> _RAW DATA_
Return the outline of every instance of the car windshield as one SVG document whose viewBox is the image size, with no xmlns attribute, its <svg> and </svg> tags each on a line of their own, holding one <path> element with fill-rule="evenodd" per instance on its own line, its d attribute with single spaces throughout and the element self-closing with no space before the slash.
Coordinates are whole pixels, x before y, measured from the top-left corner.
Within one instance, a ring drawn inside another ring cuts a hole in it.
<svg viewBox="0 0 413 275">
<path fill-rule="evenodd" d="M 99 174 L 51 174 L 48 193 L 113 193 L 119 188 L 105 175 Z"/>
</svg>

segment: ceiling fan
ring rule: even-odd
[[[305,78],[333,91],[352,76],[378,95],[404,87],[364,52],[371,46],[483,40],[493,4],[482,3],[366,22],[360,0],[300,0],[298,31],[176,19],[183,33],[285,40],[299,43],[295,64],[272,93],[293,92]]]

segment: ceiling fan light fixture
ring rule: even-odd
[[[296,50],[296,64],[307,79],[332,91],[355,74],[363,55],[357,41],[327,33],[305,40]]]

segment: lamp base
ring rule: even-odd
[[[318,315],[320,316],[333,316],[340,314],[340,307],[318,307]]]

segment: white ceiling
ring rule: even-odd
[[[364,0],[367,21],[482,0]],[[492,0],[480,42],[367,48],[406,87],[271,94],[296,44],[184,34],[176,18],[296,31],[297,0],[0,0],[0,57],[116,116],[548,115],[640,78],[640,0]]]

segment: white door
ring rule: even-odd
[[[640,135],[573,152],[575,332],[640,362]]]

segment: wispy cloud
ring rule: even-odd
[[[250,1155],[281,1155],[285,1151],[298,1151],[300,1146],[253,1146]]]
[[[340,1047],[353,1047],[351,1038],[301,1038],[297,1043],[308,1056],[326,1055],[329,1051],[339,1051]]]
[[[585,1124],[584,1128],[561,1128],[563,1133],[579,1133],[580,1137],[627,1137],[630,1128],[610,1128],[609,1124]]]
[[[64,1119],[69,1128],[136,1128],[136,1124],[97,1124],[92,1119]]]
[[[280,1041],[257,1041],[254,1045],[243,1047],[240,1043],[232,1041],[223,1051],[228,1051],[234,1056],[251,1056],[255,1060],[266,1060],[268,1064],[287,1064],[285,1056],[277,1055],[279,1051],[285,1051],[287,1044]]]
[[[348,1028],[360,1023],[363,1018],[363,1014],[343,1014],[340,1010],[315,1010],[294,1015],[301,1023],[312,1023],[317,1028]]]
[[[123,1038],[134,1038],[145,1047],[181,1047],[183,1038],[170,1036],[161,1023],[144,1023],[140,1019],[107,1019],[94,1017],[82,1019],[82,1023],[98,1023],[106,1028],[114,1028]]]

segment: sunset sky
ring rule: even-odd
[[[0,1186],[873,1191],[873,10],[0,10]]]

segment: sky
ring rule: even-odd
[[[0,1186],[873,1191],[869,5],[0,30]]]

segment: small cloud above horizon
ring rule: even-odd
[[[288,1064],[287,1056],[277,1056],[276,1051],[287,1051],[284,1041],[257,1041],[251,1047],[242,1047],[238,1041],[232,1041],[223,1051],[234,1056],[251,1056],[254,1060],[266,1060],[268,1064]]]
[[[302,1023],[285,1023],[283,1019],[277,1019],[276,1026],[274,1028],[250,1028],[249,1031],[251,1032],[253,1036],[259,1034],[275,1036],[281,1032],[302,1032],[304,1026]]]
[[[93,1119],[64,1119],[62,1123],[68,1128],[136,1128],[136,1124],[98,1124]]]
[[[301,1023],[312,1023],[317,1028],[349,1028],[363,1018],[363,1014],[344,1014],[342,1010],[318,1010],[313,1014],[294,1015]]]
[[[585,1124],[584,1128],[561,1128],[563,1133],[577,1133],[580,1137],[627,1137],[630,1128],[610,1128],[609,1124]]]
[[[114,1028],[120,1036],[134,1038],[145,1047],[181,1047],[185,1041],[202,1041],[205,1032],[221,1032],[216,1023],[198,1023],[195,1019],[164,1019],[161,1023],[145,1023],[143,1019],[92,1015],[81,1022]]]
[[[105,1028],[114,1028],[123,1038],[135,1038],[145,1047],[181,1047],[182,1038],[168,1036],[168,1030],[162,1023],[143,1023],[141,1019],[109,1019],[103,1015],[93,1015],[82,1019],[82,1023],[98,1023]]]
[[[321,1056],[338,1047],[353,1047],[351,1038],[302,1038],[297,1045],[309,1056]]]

> _DESCRIPTION OF THE TASK_
Copy out, in full, every line in the data above that contains the word "segment".

> _WRITTEN ANSWER_
segment: ceiling fan
segment: ceiling fan light fixture
segment: lamp base
segment: white ceiling
segment: white door
segment: wispy cloud
segment: sunset sky
segment: sky
segment: small cloud above horizon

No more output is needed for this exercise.